(Coordinate labeling data)
★ ★ ★ ★ ★ ★ ★
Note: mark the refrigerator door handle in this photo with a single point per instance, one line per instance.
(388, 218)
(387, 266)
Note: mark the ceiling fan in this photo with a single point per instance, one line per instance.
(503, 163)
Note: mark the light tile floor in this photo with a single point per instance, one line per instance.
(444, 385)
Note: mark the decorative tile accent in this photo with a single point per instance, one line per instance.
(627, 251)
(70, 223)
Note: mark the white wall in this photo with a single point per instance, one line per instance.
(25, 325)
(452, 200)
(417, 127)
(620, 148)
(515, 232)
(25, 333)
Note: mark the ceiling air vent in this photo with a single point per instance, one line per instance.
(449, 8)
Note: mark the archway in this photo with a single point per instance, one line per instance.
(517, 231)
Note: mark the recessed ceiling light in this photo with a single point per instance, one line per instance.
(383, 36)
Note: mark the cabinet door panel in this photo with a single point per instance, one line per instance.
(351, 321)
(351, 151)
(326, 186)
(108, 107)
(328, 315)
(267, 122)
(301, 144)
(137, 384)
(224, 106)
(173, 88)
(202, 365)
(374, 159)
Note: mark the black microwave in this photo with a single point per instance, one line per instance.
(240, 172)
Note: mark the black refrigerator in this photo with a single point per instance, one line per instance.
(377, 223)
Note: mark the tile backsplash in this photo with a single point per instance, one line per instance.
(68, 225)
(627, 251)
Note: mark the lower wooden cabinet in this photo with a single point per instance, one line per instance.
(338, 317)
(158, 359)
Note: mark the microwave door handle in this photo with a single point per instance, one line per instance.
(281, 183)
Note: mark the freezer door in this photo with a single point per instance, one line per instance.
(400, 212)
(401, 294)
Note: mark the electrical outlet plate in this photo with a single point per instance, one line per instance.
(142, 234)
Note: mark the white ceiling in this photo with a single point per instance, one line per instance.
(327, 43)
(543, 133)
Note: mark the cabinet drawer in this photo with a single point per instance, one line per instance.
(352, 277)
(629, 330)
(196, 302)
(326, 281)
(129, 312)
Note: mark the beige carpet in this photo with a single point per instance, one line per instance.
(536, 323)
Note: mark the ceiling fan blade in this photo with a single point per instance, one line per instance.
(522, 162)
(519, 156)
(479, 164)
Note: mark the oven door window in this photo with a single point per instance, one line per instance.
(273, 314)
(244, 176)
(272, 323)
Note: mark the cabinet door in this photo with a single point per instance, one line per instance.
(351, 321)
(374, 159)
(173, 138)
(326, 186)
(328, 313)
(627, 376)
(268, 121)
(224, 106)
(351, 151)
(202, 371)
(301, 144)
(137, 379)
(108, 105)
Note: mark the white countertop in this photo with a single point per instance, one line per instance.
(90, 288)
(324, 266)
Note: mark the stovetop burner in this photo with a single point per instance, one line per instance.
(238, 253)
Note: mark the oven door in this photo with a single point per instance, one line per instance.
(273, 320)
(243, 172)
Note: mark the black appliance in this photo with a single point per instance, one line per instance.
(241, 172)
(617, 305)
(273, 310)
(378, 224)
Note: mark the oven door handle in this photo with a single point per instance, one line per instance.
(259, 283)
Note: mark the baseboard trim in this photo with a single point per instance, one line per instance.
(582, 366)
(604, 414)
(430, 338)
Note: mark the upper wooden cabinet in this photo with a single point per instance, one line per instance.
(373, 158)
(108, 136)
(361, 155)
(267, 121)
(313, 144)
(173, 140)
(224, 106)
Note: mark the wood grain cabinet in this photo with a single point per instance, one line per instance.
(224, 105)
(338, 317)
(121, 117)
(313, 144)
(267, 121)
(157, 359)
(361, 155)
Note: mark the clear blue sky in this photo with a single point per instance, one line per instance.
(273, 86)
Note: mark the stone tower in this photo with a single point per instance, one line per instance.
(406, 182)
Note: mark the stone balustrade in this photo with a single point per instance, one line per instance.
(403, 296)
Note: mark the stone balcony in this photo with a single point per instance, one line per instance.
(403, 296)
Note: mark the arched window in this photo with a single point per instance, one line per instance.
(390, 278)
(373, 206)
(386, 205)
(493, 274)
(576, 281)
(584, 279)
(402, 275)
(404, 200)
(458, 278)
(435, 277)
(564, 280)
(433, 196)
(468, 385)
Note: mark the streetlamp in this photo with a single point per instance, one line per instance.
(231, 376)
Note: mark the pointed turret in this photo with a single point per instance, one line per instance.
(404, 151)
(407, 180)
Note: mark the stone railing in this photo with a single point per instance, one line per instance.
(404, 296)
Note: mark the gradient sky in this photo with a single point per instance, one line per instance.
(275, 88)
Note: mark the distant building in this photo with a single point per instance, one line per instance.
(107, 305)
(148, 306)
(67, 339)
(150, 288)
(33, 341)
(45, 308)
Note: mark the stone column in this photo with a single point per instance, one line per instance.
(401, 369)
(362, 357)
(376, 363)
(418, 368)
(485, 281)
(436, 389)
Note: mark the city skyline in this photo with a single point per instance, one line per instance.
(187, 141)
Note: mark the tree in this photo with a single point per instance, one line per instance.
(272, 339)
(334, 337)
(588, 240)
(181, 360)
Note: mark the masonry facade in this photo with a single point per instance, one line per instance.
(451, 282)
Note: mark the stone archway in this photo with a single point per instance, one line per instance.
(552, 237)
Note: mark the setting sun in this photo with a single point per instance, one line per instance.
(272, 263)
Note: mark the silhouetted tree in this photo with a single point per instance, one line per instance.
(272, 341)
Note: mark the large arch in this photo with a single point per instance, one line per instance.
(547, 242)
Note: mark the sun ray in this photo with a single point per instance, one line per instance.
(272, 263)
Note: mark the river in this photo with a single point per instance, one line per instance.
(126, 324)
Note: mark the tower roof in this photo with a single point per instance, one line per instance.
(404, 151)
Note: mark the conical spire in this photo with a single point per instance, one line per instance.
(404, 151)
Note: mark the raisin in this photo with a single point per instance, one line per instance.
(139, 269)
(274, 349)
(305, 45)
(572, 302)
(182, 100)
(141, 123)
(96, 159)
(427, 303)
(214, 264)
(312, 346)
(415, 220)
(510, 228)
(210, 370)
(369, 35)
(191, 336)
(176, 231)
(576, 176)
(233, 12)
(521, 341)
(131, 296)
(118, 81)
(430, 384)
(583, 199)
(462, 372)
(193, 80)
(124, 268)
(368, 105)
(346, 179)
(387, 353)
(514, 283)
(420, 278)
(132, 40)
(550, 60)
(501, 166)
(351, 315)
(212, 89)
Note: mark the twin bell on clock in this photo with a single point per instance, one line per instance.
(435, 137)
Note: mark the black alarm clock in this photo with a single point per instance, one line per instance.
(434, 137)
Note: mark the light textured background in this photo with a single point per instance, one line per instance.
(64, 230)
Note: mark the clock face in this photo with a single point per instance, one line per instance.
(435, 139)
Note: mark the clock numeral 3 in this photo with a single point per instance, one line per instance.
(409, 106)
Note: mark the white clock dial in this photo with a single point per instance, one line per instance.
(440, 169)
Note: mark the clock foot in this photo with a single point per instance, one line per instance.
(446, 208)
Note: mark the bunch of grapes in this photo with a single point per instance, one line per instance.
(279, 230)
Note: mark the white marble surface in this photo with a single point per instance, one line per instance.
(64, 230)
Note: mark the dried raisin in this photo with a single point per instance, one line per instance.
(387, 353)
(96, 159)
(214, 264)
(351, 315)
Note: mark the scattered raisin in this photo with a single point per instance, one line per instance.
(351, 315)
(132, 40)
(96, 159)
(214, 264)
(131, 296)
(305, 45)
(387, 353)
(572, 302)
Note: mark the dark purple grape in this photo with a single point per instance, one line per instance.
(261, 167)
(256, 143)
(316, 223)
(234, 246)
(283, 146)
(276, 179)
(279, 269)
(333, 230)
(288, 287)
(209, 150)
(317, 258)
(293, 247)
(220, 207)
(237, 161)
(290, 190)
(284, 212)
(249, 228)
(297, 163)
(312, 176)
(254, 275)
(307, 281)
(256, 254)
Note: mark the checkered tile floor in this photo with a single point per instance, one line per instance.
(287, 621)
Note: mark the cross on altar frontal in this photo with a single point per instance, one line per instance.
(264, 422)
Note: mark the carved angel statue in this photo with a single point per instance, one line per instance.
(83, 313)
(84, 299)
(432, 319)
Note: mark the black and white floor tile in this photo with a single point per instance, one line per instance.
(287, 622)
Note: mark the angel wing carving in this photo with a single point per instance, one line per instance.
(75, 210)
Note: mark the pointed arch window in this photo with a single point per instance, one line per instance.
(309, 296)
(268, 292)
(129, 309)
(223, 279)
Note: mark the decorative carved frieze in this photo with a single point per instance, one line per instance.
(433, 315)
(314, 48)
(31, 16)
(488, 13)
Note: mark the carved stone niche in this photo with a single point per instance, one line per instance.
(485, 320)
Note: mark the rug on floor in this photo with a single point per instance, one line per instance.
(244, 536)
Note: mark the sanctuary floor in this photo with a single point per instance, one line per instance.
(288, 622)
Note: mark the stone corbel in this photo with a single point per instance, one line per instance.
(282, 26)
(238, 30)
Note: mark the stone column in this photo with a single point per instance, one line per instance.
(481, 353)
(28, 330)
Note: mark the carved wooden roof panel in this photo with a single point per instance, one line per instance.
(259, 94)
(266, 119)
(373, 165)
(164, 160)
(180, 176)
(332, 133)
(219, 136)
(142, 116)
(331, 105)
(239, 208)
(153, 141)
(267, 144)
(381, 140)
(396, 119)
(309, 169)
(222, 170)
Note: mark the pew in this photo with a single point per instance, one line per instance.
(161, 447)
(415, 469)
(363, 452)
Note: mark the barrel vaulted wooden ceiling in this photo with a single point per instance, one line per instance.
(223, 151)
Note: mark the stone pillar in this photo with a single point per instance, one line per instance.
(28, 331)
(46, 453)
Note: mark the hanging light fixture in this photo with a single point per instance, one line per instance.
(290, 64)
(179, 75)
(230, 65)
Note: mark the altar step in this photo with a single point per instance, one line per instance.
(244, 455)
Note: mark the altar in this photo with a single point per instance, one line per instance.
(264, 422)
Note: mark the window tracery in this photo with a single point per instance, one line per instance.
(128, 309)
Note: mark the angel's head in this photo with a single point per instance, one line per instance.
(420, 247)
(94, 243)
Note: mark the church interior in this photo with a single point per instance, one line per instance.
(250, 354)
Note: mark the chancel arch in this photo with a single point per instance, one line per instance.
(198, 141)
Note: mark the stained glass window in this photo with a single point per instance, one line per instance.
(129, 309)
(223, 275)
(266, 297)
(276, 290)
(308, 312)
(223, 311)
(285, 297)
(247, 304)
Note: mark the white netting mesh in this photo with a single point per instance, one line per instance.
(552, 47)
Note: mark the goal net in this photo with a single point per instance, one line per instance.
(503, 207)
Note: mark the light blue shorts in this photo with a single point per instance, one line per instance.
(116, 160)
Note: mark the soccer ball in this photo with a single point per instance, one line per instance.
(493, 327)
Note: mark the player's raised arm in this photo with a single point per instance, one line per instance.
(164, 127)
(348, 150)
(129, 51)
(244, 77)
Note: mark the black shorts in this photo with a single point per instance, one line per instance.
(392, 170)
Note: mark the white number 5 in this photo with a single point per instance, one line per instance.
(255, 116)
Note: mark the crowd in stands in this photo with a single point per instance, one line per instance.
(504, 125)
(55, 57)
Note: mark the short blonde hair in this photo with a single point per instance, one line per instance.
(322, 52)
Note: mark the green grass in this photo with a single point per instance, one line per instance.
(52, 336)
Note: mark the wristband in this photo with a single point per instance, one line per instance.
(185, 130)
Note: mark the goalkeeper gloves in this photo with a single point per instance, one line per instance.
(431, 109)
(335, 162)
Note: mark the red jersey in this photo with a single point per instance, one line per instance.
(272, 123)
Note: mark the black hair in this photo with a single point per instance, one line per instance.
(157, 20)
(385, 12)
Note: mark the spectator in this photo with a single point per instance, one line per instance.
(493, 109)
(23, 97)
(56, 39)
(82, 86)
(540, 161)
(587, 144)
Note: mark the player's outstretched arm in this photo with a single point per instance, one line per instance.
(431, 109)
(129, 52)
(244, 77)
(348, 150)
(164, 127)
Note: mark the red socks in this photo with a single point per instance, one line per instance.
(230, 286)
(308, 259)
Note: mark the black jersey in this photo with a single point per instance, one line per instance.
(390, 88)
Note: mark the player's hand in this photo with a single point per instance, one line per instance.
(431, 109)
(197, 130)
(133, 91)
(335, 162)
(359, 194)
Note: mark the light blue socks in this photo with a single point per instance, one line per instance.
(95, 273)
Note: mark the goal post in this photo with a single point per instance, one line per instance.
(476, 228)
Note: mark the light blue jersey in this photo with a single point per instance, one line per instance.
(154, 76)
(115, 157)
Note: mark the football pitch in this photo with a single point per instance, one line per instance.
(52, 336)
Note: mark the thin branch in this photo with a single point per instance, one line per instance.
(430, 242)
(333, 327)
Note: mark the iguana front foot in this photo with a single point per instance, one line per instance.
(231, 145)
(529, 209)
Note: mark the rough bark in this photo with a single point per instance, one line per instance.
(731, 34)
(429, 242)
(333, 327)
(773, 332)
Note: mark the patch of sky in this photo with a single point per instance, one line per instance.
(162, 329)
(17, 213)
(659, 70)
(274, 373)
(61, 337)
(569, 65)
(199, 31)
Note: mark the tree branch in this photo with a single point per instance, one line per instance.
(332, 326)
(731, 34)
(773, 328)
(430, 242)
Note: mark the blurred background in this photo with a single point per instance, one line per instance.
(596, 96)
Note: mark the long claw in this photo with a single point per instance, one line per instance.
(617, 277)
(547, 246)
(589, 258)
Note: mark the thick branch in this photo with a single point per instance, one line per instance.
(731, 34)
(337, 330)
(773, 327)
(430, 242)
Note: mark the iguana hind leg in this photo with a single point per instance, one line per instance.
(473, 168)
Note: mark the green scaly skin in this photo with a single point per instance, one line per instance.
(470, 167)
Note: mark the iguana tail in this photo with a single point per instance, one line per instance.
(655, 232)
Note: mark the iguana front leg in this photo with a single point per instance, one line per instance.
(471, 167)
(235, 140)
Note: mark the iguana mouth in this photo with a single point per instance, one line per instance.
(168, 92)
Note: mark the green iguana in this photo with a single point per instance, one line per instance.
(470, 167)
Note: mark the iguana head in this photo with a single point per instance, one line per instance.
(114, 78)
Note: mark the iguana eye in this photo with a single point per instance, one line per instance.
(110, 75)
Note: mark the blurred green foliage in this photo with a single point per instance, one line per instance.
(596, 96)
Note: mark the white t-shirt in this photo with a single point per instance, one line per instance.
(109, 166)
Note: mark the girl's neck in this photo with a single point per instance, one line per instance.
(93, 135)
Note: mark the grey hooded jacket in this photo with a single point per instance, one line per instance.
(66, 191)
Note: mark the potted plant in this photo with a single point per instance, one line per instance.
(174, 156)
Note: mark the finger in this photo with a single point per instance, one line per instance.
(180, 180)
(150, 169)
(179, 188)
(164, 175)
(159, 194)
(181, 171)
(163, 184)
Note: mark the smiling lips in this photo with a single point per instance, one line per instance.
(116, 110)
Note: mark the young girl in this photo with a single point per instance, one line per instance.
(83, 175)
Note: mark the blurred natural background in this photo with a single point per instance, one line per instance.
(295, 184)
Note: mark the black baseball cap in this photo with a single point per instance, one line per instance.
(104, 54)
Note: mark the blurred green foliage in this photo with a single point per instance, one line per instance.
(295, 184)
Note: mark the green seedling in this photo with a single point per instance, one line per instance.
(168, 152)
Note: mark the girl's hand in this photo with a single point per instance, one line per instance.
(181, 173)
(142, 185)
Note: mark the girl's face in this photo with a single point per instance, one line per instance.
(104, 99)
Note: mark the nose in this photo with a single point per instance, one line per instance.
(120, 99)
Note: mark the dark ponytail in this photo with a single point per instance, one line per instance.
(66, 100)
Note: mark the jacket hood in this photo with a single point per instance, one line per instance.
★ ★ ★ ★ ★ ★ ★
== Task directions ==
Exactly and exclusively, repeat the lines from the line that contains "Note: mark the white t-shirt" through the end of the records, both ends included.

== Result for this task ==
Note: mark the white t-shirt in this photo with a single point per instance, one line per instance.
(109, 166)
Note: mark the girl's neck in this photo with a single point per instance, one line per instance.
(93, 135)
Note: mark the grey hooded jacket in this photo with a single point per instance, one line per instance.
(66, 191)
Note: mark the potted plant in this photo with a single point per instance, one line per instance.
(174, 156)
Note: mark the finger in this photo with a single point per instance, one line per instance.
(180, 180)
(150, 169)
(179, 188)
(164, 175)
(159, 194)
(181, 171)
(163, 184)
Note: mark the smiling lips in this photo with a single point per instance, one line per instance.
(116, 110)
Note: mark the young girl in this photo with a single point per instance, one line per instance.
(83, 175)
Note: mark the blurred natural background in this photo with a single point per instance, one line per instance.
(295, 184)
Note: mark the black baseball cap in this photo with a single point per instance, one line per instance.
(104, 54)
Note: mark the blurred green foliage in this photo with a single point per instance, one line per instance.
(295, 184)
Note: mark the green seedling in this photo with a single point per instance, one line per instance.
(168, 152)
Note: mark the girl's hand in this photo with a single point per instance, one line per instance.
(181, 173)
(142, 185)
Note: mark the girl's face in this photo with a single point per instance, one line per instance.
(104, 99)
Note: mark the nose in this photo with a single point per instance, one line per instance.
(120, 99)
Note: mark the dark ponytail in this photo with a single point per instance, one line per instance.
(66, 100)
Note: mark the jacket hood in this photo with a single point per instance, one line per instance.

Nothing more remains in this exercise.